[Start of Excerpted passage]

Epistle: Hebrews 9:11-15 (KJV)

Homily Text: Hebrews 9:11-14


11 But Christ being come an high priest of good things to come, by a greater and more perfect tabernacle, not made with hands, that is to say, not of this building;
12 Neither by the blood of goats and calves, but by his own blood he entered in once into the holy place, having obtained eternal redemption for us.
13 For if the blood of bulls and of goats, and the ashes of an heifer sprinkling the unclean, sanctifieth to the purifying of the flesh:
14 How much more shall the blood of Christ, who through the eternal Spirit offered himself without spot to God, purge your conscience from dead works to serve the living God?
15 And for this cause he is the mediator of the new testament, that by means of death, for the redemption of the transgressions that were under the first testament, they which are called might receive the promise of eternal inheritance.


Do you ever wish you could go back to time when life was easier? If so, you can understand what readers of the letter to the Hebrews were experiencing.


They were Jews who had come to believe in Jesus as the Messiah. Then life got hard. They experienced many hardships including persecution. Some of them lost family connections and property, and some had gone to jail.


Judaism was a recognized and protected by the Roman Empire. Christianity was not. So some of them were thinking about leaving Christianity and going back to Judaism, of leaving the church and going back to the synagogue.


Hebrews was written both to warn that if you leave Christianity you lose Christ. You give up…
... salvation accomplished for
salvation prophesied
... the reality for the picture
... the permanent for the temporary.


1.  Compared with the Old Testament system of worship Jesus is best.


Since we are not Jews and have never practiced Old Testament worship, we don’t have the background the original readers of Hebrews were familiar with. So it will help us if we get several things in mind about the tabernacle, the priests, and the sacrifices.


Tabernacle
  • Think about the tabernacle as a large
rectangular tent surrounded by a fence. Inside the fence and in front of the entrance to the tabernacle there was an altar where sacrifices were made. There was also a basin where the priests washed themselves before the went into the tent.
  • The tent itself was divided into two rooms. The front and larger room was called the Holy Place and had three pieces of furniture: a table for ceremonial bread, an incense altar, and a gold lampstand.
  • The Holy Place was separated from the second room by a thick curtain.
  • The smaller room was called the Most Holy Place was the place where God revealed his glorious presence. In that room was a chest overlaid with gold called the Ark of the Covenant. The cover of the chest was pure gold and on either end were cherubim that faced one another with their wings covering the center of the cover, which was called the mercy seat.

[End of Excerpted passage]

▶ [Problem to work on]: According to the homily on Hebrews 9, which pieces of furniture stood in the Holy Place? List them all.

[Start of Supplied records]

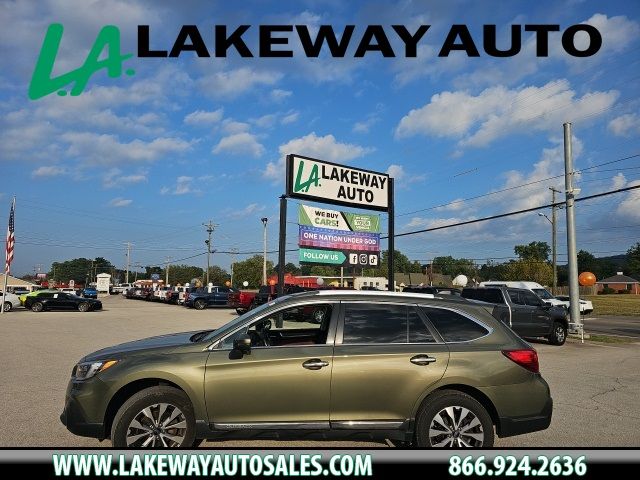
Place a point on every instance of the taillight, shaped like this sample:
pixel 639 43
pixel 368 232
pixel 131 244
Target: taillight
pixel 525 358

[End of Supplied records]

▶ [The solution]: A table for ceremonial bread, an incense altar, and a gold lampstand.